> _Task data_
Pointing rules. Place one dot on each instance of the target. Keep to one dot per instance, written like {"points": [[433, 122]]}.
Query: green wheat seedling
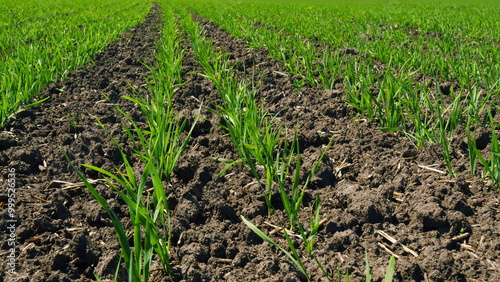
{"points": [[148, 237], [43, 46], [159, 147]]}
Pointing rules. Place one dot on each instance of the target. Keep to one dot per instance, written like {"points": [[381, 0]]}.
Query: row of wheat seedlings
{"points": [[258, 141], [159, 146], [401, 87], [41, 41]]}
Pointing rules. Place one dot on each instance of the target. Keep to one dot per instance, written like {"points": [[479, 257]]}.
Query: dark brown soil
{"points": [[369, 180]]}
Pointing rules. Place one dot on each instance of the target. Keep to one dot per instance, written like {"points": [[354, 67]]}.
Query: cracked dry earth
{"points": [[369, 181]]}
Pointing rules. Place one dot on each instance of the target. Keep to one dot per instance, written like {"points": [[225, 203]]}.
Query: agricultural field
{"points": [[235, 140]]}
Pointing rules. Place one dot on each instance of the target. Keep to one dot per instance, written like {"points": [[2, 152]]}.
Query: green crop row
{"points": [[41, 41], [421, 69]]}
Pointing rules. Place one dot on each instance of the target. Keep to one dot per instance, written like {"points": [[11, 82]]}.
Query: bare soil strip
{"points": [[376, 189]]}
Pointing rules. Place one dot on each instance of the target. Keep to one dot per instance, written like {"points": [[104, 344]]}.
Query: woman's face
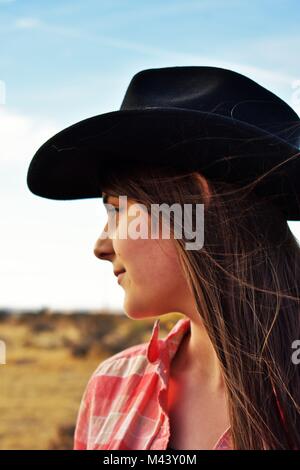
{"points": [[153, 282]]}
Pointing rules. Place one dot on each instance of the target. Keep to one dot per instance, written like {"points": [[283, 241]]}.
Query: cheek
{"points": [[151, 263]]}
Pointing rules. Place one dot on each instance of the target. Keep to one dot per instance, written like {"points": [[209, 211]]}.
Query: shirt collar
{"points": [[170, 343]]}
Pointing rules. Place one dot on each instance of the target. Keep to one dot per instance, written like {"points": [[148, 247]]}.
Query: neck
{"points": [[197, 358]]}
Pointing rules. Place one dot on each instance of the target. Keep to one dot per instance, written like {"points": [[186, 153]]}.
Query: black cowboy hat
{"points": [[209, 119]]}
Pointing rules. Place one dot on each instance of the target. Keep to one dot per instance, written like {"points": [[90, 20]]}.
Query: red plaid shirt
{"points": [[124, 404]]}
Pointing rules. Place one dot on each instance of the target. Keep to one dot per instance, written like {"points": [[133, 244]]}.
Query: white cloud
{"points": [[27, 23], [21, 136]]}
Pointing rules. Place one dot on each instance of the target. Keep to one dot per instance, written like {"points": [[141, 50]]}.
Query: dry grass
{"points": [[50, 358]]}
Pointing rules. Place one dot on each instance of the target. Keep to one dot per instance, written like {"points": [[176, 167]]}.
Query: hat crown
{"points": [[213, 90]]}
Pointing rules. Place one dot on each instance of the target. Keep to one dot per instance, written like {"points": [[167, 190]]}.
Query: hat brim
{"points": [[72, 163]]}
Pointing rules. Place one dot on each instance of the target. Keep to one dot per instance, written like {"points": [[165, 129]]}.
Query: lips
{"points": [[120, 276], [118, 271]]}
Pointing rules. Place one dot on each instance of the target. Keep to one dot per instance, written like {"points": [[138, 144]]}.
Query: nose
{"points": [[103, 248]]}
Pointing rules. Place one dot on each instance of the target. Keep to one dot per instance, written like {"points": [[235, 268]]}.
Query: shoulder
{"points": [[115, 371]]}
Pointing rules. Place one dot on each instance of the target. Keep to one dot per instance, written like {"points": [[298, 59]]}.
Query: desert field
{"points": [[49, 359]]}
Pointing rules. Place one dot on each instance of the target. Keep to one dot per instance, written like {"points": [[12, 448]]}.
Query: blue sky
{"points": [[63, 61]]}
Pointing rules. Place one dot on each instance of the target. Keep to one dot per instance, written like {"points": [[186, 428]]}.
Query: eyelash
{"points": [[117, 209]]}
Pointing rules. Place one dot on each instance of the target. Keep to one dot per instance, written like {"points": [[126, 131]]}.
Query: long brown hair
{"points": [[246, 283]]}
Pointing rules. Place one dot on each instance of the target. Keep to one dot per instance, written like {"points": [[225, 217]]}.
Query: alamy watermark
{"points": [[138, 226], [296, 354]]}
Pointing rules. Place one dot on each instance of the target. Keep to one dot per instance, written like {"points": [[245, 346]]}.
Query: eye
{"points": [[112, 210]]}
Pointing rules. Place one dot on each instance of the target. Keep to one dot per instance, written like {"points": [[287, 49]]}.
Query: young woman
{"points": [[224, 377]]}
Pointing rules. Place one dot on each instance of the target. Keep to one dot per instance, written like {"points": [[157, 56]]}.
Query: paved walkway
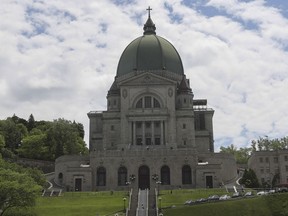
{"points": [[143, 203]]}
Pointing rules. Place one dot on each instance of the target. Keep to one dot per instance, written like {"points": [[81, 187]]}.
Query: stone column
{"points": [[143, 132], [162, 135], [152, 132], [134, 132]]}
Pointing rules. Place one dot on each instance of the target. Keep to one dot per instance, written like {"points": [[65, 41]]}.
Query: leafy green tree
{"points": [[249, 179], [33, 146], [16, 189], [266, 144], [241, 155], [63, 138], [2, 142]]}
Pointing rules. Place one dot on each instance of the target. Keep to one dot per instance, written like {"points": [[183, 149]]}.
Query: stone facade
{"points": [[268, 164], [153, 133]]}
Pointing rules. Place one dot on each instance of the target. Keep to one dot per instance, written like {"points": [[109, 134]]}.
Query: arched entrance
{"points": [[144, 177]]}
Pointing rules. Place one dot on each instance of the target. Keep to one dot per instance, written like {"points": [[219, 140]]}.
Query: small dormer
{"points": [[184, 94], [113, 98]]}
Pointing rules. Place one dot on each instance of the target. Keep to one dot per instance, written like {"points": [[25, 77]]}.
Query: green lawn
{"points": [[81, 204], [78, 204], [272, 205], [104, 203]]}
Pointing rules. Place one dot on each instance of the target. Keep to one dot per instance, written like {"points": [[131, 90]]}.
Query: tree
{"points": [[63, 138], [33, 146], [13, 133], [266, 144], [249, 179], [2, 142], [16, 189], [242, 155]]}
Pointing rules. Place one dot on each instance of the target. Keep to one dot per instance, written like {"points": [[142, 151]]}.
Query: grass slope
{"points": [[74, 204], [273, 205]]}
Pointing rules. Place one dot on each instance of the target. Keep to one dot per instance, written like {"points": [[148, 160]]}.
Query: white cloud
{"points": [[59, 58]]}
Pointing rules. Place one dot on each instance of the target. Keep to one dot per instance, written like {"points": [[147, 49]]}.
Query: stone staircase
{"points": [[152, 208]]}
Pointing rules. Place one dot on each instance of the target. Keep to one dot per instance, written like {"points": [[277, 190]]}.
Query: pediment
{"points": [[147, 79]]}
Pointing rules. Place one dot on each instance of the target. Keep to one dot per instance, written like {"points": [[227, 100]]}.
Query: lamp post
{"points": [[160, 199], [124, 206], [128, 184], [158, 186]]}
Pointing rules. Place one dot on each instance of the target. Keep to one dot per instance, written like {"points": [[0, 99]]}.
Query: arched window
{"points": [[139, 103], [186, 175], [148, 102], [156, 103], [122, 176], [101, 176], [165, 175], [60, 177]]}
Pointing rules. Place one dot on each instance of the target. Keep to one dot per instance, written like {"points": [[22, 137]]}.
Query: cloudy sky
{"points": [[58, 58]]}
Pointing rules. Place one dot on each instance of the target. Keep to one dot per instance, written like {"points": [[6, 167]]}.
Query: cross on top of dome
{"points": [[149, 26]]}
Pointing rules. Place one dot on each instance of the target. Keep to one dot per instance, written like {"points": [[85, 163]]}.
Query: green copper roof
{"points": [[150, 52]]}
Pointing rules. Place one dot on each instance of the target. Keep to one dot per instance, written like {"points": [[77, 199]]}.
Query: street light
{"points": [[124, 206], [158, 186], [128, 184], [160, 199]]}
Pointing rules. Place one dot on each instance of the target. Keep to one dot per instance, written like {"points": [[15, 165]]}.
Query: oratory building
{"points": [[154, 133]]}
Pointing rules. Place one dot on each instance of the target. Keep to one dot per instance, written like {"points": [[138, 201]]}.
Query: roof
{"points": [[150, 52]]}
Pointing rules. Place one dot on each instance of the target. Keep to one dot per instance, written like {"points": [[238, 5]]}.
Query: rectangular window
{"points": [[157, 124], [139, 125], [139, 103], [139, 141], [200, 121], [156, 103], [148, 124], [147, 101], [148, 141], [157, 141]]}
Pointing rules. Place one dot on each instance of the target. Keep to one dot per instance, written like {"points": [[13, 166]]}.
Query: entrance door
{"points": [[209, 181], [78, 184], [144, 177]]}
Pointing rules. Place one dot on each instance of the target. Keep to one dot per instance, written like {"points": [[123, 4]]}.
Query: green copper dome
{"points": [[150, 52]]}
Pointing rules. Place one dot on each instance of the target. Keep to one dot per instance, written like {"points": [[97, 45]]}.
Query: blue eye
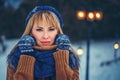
{"points": [[39, 30], [51, 29]]}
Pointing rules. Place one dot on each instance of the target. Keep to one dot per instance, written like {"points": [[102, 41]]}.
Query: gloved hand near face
{"points": [[62, 41], [26, 44]]}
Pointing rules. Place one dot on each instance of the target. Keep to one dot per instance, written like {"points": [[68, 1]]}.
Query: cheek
{"points": [[36, 35], [53, 36]]}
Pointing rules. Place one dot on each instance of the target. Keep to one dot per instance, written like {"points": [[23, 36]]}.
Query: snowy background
{"points": [[100, 52]]}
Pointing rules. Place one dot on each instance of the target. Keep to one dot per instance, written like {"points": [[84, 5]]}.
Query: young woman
{"points": [[43, 52]]}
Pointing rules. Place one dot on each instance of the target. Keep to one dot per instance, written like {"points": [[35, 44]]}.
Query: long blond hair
{"points": [[46, 16]]}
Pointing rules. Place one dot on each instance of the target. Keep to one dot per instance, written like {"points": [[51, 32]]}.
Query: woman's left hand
{"points": [[62, 41]]}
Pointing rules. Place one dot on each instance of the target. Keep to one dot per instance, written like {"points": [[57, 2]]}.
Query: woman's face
{"points": [[44, 33]]}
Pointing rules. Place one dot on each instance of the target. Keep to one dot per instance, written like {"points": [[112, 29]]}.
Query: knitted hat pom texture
{"points": [[40, 8]]}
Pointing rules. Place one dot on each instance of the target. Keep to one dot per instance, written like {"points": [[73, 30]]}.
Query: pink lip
{"points": [[45, 42]]}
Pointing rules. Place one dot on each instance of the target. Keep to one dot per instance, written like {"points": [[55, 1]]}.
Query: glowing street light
{"points": [[98, 15], [89, 16], [81, 14], [116, 46]]}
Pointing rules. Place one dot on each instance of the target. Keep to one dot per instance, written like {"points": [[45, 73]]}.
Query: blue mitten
{"points": [[63, 42], [26, 44]]}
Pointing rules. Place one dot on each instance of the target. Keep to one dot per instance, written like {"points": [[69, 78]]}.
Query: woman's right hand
{"points": [[26, 44]]}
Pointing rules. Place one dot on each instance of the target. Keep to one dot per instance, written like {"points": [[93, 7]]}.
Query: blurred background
{"points": [[96, 40]]}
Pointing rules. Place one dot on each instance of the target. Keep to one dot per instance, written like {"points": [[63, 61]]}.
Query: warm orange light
{"points": [[81, 14], [90, 16], [98, 15]]}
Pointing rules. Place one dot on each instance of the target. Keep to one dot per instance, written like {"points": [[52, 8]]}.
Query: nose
{"points": [[45, 35]]}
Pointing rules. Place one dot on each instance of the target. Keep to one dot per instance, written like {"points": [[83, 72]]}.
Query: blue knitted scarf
{"points": [[44, 64]]}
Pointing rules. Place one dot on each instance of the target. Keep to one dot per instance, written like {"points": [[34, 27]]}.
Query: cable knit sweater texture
{"points": [[25, 67]]}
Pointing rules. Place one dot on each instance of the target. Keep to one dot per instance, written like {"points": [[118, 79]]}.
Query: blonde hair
{"points": [[45, 16]]}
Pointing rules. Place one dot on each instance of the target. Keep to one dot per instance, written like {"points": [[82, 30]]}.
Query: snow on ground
{"points": [[100, 51]]}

> _Task goal_
Count the lines above that contain the string "texture", matching case exactly, and reply with the number alone.

> _Answer to the task_
2